OREMOS PARA QUE EL SANTO PADRE CONSAGRE RUSIA AL INMACULADO CORAZÓN DE MARÍA, TAL Y COMO LO PIDIÓ LA SANTÍSIMA VIRGEN EN FÁTIMA

Monseñor Marcel Lefebvre

"... sin ninguna rebelión ni amargura ni resentimiento, proseguiremos nuestra obra a la luz del Magisterio de siempre convencidos de que no podemos rendir mayor servicio a la Iglesia, al Papa y a las generaciones futuras. Y seguiremos rezando para que la Roma actual infestada de modernismo llegue a ser otra vez la Roma Católica..."

Ramiro de Maeztu

"Venid con nosotros, porque aquí, a nuestro lado, está el campo del honor y del sacrificio; nosotros somos la cuesta arriba, y en lo alto de la cuesta está el Calvario, y en lo más alto del Calvario, está la Cruz."

"Vosotros no sabéis por qué me matáis, pero yo sí sé por lo que muero, para que vuestros hijos sean mejores que vosotros"

miércoles, 12 de enero de 2011

EL CRISTIANO ANTE LA MUERTE, V

EL NUEVO TESTAMENTO

Aunque la revelación del Nuevo Testamento sobre la muerte puede ser expuesta de muy diversos modos, parece que será mejor para nuestro propósito el examinar, primeramente, los testimonios de las reacciones de Cristo enfrente de la muerte; y, finalmente, sus enseñanzas a cerca de la muerte para el cristiano. Al reflexionar sobre esta revelación no hay que condescender con una fantasía mórbida, ni alimentar una falsa melancolía, sino creer en el conocimiento de un hecho sobrenatural, en la comprensión, de un misterio que fue revelado sobre la Cruz y manifestado en la gloria del Domingo de Resurrección.


LA DOCTRINA DE JESUS SOBRE LA MUERTE

La doctrina de Jesús sobre la muerte y la resurrección es clara e inequívoca. Cuando hizo frente al problema propuesto por lo Saduceos, que “dicen que no hay resurrección” (Hech. 23, 8), su respuesta fue directa: “Estáis en un error ni conocéis las Escrituras ni el poder de Dios. Porque en la resurrección ni se casarán ni se darán en casamiento… Y en cuanto a la resurrección de los muertos, ¿no habéis leído lo que Dios ha dicho: Yo soy el Dios de Abraham, el Dios de Isaac y el Dios de Jacob? Dios no es Dios de muertos sino de vivos” (S. Mat. 22, 29-32).

:: MATERIAL PROPORCIONADO ::

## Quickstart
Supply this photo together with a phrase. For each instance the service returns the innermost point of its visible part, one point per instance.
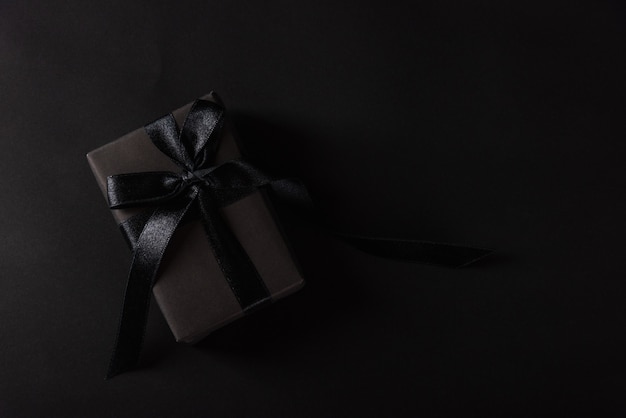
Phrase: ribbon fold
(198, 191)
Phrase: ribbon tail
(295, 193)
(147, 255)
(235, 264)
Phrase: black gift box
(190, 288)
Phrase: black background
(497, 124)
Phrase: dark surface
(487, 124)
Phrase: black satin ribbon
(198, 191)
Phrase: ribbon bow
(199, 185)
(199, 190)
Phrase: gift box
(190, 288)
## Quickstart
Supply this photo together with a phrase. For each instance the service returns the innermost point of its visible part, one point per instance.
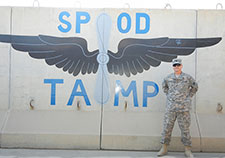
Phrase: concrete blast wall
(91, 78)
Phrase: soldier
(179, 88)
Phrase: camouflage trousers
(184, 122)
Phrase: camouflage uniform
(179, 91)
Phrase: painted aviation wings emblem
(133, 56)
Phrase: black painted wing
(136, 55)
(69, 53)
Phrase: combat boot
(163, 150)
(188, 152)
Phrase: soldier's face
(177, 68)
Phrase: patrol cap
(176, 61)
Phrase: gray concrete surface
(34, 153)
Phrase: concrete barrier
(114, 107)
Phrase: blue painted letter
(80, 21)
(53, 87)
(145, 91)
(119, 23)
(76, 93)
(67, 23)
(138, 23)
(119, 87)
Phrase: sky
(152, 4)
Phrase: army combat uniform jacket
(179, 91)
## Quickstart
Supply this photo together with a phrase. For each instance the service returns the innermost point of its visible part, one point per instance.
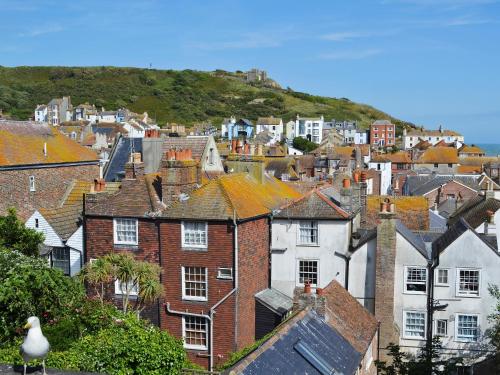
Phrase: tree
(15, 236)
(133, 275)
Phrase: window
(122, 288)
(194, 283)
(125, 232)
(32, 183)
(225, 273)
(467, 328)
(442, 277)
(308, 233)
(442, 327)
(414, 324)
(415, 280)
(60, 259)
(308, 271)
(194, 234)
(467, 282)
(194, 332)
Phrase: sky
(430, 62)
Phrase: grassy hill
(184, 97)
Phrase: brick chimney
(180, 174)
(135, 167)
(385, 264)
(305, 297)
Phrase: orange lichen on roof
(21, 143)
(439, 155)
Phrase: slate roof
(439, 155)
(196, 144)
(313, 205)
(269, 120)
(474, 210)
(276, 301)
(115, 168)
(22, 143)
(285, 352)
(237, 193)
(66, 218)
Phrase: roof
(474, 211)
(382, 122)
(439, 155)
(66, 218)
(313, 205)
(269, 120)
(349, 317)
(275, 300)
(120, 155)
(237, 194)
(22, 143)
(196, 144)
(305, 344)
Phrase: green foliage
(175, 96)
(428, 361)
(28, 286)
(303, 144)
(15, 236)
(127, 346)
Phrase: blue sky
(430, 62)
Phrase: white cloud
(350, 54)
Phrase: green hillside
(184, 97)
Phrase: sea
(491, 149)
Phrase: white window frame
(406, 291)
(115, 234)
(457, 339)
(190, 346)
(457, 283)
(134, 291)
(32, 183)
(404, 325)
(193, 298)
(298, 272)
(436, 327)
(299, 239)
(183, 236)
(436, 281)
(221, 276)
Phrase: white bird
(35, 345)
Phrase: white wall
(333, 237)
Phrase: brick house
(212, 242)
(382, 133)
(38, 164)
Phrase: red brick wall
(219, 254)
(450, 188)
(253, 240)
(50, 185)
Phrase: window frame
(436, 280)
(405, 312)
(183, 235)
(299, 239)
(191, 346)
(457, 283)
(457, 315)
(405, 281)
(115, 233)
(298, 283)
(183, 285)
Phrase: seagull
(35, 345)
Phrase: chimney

---

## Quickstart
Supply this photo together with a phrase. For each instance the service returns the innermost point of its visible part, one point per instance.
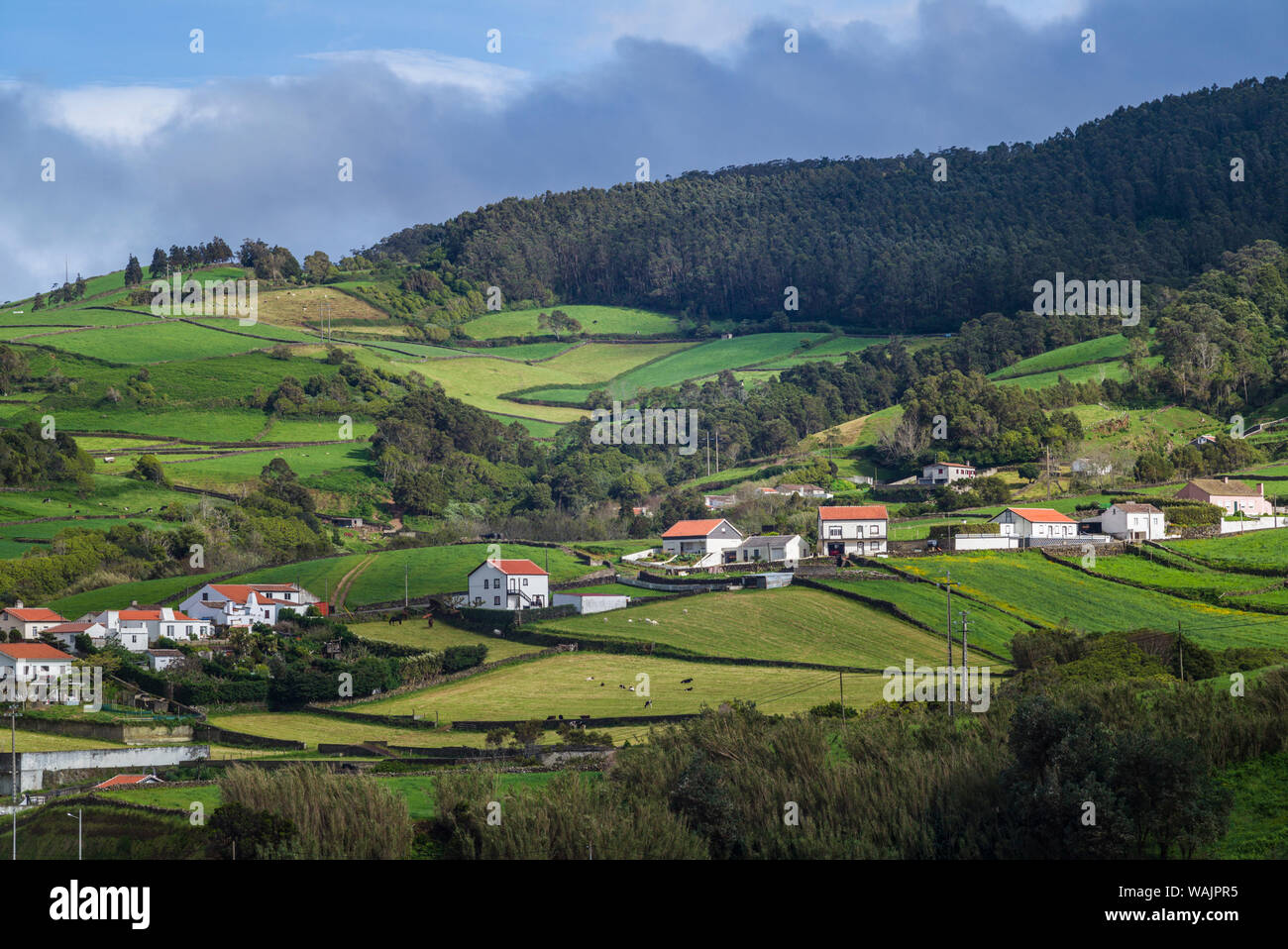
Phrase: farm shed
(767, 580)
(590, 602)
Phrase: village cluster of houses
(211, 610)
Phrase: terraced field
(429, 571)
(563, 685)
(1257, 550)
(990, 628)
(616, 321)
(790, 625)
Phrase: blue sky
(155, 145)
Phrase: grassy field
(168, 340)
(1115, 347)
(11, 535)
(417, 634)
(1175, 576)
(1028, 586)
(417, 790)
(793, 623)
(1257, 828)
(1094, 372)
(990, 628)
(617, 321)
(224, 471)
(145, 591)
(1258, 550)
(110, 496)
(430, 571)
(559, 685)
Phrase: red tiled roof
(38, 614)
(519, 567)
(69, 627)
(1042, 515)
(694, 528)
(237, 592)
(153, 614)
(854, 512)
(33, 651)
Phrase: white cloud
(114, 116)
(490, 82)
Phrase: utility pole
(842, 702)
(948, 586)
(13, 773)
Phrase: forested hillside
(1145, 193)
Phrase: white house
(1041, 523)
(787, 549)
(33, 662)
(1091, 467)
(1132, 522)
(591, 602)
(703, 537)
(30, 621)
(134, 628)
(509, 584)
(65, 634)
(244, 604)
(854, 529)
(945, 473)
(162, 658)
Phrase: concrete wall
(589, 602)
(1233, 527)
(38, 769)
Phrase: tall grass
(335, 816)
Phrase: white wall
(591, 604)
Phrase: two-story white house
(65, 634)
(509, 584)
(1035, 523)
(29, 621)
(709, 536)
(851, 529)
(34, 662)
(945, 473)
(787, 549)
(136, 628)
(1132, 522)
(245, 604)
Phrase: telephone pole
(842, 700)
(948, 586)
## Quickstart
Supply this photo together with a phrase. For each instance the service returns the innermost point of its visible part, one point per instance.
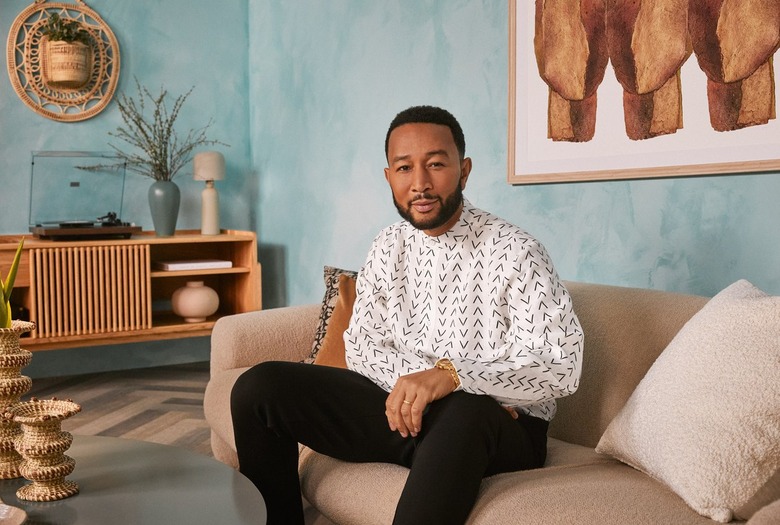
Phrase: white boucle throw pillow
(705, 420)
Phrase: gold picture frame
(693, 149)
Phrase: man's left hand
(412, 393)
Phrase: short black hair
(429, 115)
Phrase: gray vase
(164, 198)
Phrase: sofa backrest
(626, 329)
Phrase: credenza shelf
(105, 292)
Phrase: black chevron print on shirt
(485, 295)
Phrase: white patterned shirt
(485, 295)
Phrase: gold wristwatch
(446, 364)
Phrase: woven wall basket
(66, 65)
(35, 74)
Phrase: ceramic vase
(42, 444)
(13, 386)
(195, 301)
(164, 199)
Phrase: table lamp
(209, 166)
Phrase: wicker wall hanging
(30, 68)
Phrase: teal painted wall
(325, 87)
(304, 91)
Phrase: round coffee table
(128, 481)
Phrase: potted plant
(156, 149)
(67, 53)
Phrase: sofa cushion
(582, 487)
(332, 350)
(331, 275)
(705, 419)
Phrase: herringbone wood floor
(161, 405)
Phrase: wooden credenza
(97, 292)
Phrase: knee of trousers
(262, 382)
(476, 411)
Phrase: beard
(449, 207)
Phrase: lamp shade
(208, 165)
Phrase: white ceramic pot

:: TAREAS POR HACER ::
1. Enumera los nombres propios que siguen a "el Dios de" en la cita del texto sobre el cristiano ante la muerte.
2. Prosigue el texto sobre el cristiano ante la muerte a partir de su última oración.
Las líneas constituyen un material independiente del texto de la página.

:: RESULTADOS ::
1. Abraham, Isaac, Jacob

2.
La ignorancia de las Escrituras llevó el error a los Saduceos. De aquí que los hermanos del rico Epulón sean incitados a acudir a la Escritura: “Tienen a Moisés y a los Profetas; que los escuchen” (S. Lc. 16, 29). La revelación del Antiguo Testamento, aunque era gradual e incompleta, era el medio para preparar los corazones de los hombres a las enseñanzas de la Palabra. Solamente la ceguera de los Saduceos y su ignorancia de esta Palabra podían explicar su error acerca de la resurrección y de la otra vida.

Además, el poder de Dios, tan claramente manifestado en las Escrituras, es el poder del Dios de los vivos. Si la lógica de la última parte del argumento de Jesús en S. Mat. 22, 29-32 (señalado arriba) se nos escapa a nosotros, no se le escapa a sus interlocutores, que le reconocían como un experto en exégesis rabínica, y “se maravillaban de su doctrina”. El Dios vivo no podría ser llamado el Dios de los vivos, si no tuviera poder para hacer volver de la muerte a la vida.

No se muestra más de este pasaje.